**Problem to solve**
Leave every picture out and write out the records below exactly.

◆ ◆ ◆ ◆ ◆ ◆ ◆

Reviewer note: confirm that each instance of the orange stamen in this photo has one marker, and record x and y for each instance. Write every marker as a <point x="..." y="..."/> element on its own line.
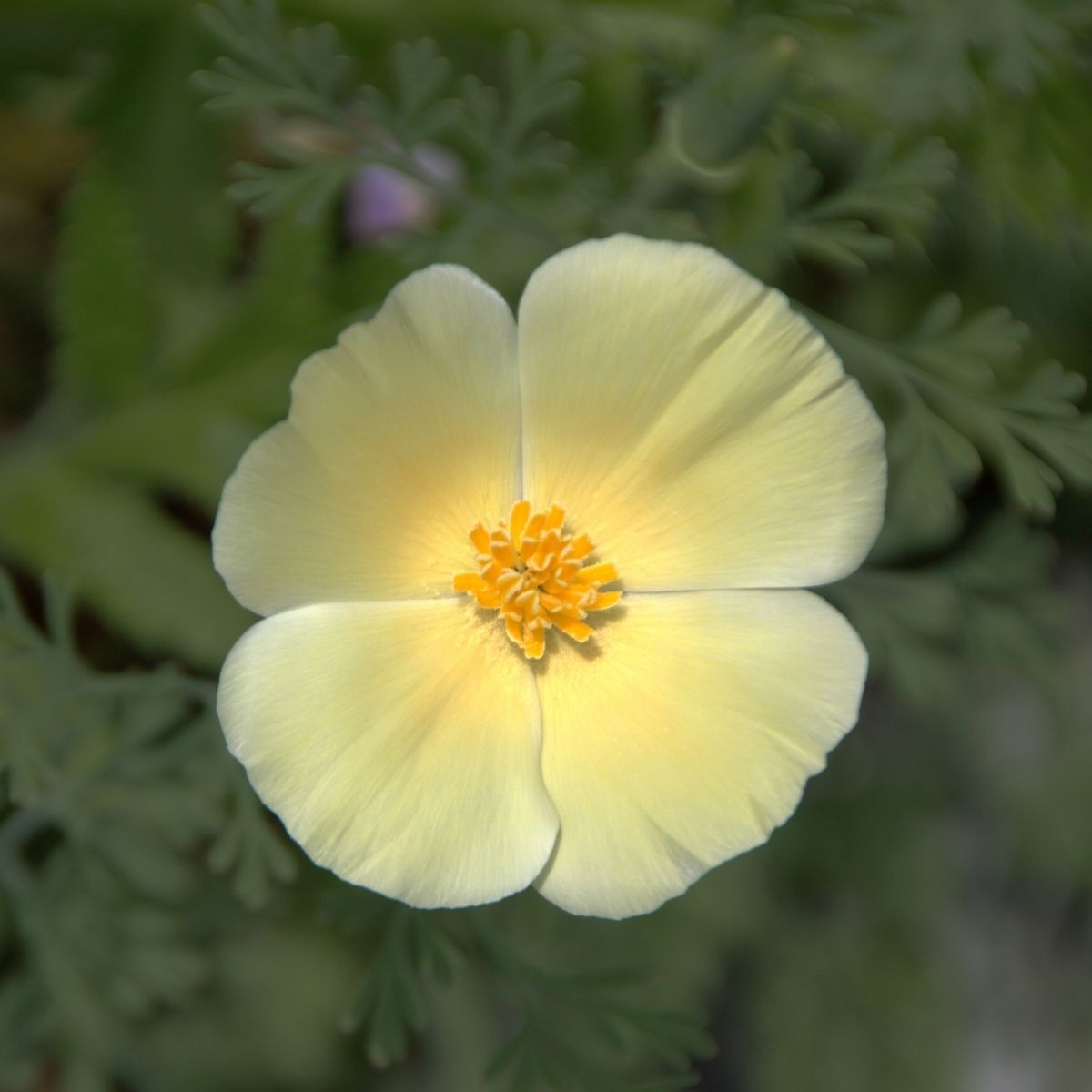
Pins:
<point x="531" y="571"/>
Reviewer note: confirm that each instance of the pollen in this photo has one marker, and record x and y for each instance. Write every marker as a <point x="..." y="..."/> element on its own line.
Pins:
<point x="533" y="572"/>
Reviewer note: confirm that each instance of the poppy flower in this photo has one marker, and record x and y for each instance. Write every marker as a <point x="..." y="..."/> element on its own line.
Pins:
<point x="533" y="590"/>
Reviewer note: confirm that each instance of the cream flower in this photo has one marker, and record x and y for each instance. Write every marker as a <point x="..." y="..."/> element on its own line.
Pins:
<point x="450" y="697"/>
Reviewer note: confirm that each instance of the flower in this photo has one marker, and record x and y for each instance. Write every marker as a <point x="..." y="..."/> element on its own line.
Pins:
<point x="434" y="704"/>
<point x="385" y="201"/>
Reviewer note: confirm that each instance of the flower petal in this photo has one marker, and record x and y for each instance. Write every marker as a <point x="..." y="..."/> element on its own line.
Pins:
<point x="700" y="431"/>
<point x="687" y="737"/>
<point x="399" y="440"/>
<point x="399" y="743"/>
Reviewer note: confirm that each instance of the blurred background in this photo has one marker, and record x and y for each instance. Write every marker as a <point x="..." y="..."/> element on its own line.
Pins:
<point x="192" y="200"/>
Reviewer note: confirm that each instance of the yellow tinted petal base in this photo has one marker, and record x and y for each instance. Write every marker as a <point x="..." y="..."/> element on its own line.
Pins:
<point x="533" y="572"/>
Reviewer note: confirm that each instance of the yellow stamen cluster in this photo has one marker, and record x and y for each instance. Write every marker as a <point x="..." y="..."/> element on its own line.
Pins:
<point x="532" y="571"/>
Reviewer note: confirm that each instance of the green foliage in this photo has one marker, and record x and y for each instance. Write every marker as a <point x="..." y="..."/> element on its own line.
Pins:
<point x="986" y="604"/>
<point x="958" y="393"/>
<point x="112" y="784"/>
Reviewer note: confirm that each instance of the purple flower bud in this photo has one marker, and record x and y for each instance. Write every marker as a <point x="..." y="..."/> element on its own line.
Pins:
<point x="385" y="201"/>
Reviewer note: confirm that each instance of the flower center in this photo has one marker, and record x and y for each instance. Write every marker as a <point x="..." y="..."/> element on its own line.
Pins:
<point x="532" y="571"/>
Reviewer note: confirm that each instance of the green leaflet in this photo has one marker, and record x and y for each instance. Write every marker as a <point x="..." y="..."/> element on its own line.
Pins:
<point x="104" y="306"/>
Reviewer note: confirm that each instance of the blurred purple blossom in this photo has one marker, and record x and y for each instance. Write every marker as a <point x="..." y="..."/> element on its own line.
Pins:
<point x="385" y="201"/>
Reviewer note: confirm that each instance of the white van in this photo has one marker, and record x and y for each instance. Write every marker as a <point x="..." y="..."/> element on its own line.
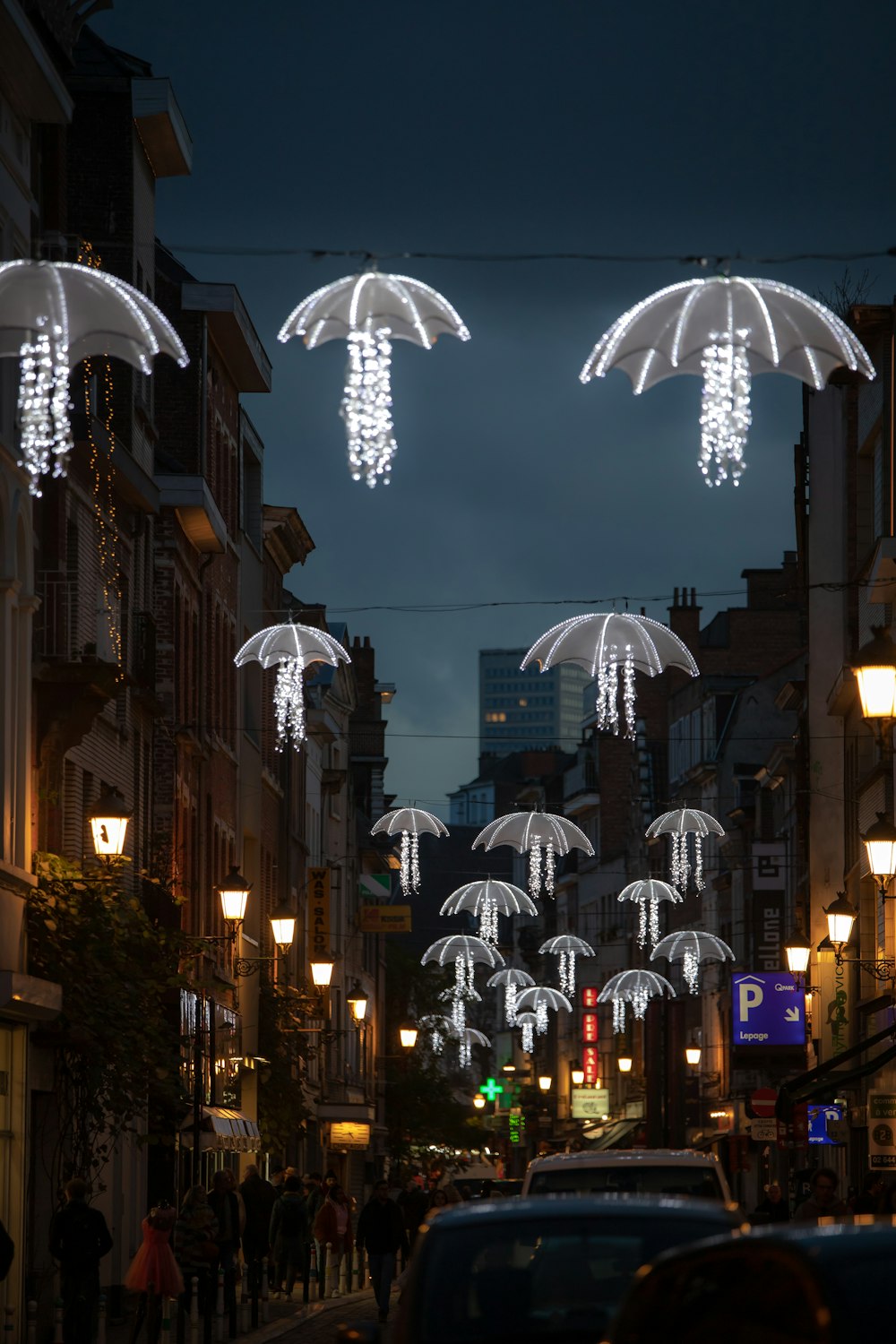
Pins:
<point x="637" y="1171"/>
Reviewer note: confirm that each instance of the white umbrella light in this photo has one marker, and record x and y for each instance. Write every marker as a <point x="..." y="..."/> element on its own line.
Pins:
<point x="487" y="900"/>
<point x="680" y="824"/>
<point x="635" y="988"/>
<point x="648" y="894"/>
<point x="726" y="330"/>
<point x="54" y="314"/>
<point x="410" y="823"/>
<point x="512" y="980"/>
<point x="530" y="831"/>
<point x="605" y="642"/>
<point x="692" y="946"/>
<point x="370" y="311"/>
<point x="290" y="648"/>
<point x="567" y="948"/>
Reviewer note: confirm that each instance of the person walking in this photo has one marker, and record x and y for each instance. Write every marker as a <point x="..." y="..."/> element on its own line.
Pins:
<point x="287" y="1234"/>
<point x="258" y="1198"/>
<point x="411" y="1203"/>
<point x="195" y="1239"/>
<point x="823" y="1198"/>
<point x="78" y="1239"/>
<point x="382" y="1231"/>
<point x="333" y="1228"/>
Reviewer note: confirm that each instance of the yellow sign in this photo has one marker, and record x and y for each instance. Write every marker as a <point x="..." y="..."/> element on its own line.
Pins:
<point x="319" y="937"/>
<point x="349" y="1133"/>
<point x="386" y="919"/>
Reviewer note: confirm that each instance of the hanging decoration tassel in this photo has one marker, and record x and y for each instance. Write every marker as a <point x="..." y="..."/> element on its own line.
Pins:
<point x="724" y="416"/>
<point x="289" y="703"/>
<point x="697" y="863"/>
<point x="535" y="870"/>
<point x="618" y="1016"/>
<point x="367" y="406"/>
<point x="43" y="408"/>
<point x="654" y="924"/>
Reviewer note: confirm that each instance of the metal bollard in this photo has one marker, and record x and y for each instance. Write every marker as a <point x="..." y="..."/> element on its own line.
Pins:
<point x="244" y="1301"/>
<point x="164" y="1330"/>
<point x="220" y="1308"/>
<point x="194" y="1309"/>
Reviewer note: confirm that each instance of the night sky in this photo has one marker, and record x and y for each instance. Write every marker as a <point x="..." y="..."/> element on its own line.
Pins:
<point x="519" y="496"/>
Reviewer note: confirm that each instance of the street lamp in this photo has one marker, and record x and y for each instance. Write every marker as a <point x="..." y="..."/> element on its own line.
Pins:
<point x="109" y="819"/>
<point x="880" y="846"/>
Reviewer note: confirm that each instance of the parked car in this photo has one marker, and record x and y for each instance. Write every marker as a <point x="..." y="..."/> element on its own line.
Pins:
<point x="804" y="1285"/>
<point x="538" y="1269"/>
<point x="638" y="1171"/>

◆ ◆ ◆ ◆ ◆ ◆ ◆

**Exercise response**
Reviewer note: confirm that each instance of the orange stamen in this photo has one marker, and record x and y for each instance. Write every marker as a <point x="..." y="..."/> element on its own line.
Pins:
<point x="531" y="571"/>
Reviewer note: confirm that each instance of the pollen in this photo has one marker, and record x and y for each instance. Write every marker as a <point x="..." y="..."/> element on its own line.
Pins:
<point x="533" y="572"/>
Reviewer note: confirm that each instance of the poppy flower in this photo has one marker, and record x and y for each instance. Write every marker as a <point x="..." y="..."/> element on its own line.
Pins:
<point x="533" y="590"/>
Reviewer note: confirm that each instance of the cream flower in this photo has one marker, and record x and y for each instance. Write every marker as a <point x="..." y="..."/> element on its own line.
Pins:
<point x="450" y="697"/>
Reviewer note: confirm that each instance of the flower in this photo has one marker, and record x and y for each instance. Write every marker as a <point x="..." y="..."/> element on its own line.
Pins:
<point x="434" y="704"/>
<point x="385" y="201"/>
Reviewer note: confirm that each instance of the flower petal in this photo has one marker, and record x and y for each instance. Write every marker as a <point x="..." y="..."/> element on its own line.
Pins:
<point x="700" y="431"/>
<point x="687" y="737"/>
<point x="399" y="440"/>
<point x="399" y="743"/>
Reviewer note: confirm that each instance of the blurred background in this photo has one marker, and record x and y for each instance. Write every marker as a <point x="..." y="..."/> element on its own line.
Pins:
<point x="192" y="200"/>
Reviewer note: confirm that each instance of the yellow tinted petal base in this photo has one marker, and record x and y for each instance. Write every marker as a <point x="..." y="..."/> element on its own line.
Pins:
<point x="533" y="572"/>
Reviewer note: confirm that each instance of the yellow stamen cluster in this photo has one marker, and record x and y for each instance. Write every marker as a <point x="..." y="..."/> element on its own line.
Pins:
<point x="532" y="571"/>
Reviewer note: confirm that each instance of the green foliage in this photo has one marker, and record x and y for each instance. Write every marker as a <point x="..." y="..."/> element on its own line.
Pins:
<point x="986" y="604"/>
<point x="958" y="393"/>
<point x="112" y="784"/>
Reviewer note: confirm that each instance of the purple flower bud in this photo has one marker, and record x and y for each instance. Write every marker as a <point x="..." y="..."/> element on its own line.
Pins:
<point x="385" y="201"/>
Reviewer note: confirm that each instance of the flower center in this photo has one marker, and record x and y for each instance. Write every marker as a <point x="..." y="..."/> element on its own line.
Pins:
<point x="532" y="571"/>
Reviewer note: confirm that each instance of the green leaflet in this photo has one marker, and record x and y for each instance. Write every marker as a <point x="..." y="..."/> element on its own line.
Pins:
<point x="104" y="306"/>
Reviewer note: confirm that each instance of the blurred purple blossom in this photo has one marker, and record x and y for each instance. Write every marker as a <point x="..." y="..."/> element on its own line.
Pins:
<point x="385" y="201"/>
Reviewer note: confirm that each instance of the white van in this photo has one marker, and record x and y for each instance. Write every marker as a <point x="..." y="..."/> element on its own line.
Pins:
<point x="637" y="1171"/>
Reviewer note: confirm that each instance of the white umbrella light in this photo has one marker, and record x and y for each instance. Write every marker as a <point x="..." y="..."/> element on its own line.
Pins:
<point x="487" y="900"/>
<point x="680" y="824"/>
<point x="635" y="988"/>
<point x="648" y="894"/>
<point x="726" y="330"/>
<point x="54" y="314"/>
<point x="410" y="823"/>
<point x="512" y="980"/>
<point x="530" y="831"/>
<point x="605" y="642"/>
<point x="692" y="946"/>
<point x="370" y="311"/>
<point x="290" y="648"/>
<point x="567" y="948"/>
Reviewer note: confirm that each instance of the person walking in this photo has one marker, and record x and y for each instance. Write every marker as a <point x="..." y="..."/> element on its own line.
Pins:
<point x="287" y="1234"/>
<point x="258" y="1198"/>
<point x="411" y="1203"/>
<point x="195" y="1239"/>
<point x="823" y="1198"/>
<point x="78" y="1239"/>
<point x="382" y="1231"/>
<point x="333" y="1228"/>
Reviewer note: confirm that each instance of the yellow sign in this photo has one marker, and record x and y for each instance. Write every marker as a <point x="..." y="..."/> element on its own line.
Pins:
<point x="319" y="937"/>
<point x="349" y="1133"/>
<point x="386" y="919"/>
Reviewer note: confirm that each instance of the hanging decoration tassel in this photo has one marker, and record x and y for each instance. Write every marker as a <point x="..." y="..."/> element on its own line.
Pins:
<point x="724" y="416"/>
<point x="289" y="703"/>
<point x="697" y="863"/>
<point x="535" y="870"/>
<point x="618" y="1016"/>
<point x="367" y="406"/>
<point x="43" y="408"/>
<point x="654" y="924"/>
Reviewer note: confirm that each instance of the metal bollard in this photo has one marker, and record x and y for each instance. Write every marker as a <point x="..." y="..."/> element on its own line.
Pins:
<point x="244" y="1301"/>
<point x="164" y="1330"/>
<point x="220" y="1308"/>
<point x="194" y="1309"/>
Reviewer note: confirm that each instance of the night sky in this photo has one marker, and record x and y for each instance. Write every marker as a <point x="..." y="..."/> element on its own line.
Pins:
<point x="519" y="496"/>
Reviewer note: confirm that each instance of the street lamp in this photo has one marker, and record x and y for each instance. Write every marker as a <point x="..." y="..."/> element on its own line.
Pins:
<point x="109" y="819"/>
<point x="880" y="846"/>
Reviewer note: confirm that each instance of the parked car in this photo has one marker, and record x and y for each instance. Write every marker as a <point x="..." y="..."/> element on its own line.
Pins:
<point x="804" y="1285"/>
<point x="538" y="1269"/>
<point x="638" y="1171"/>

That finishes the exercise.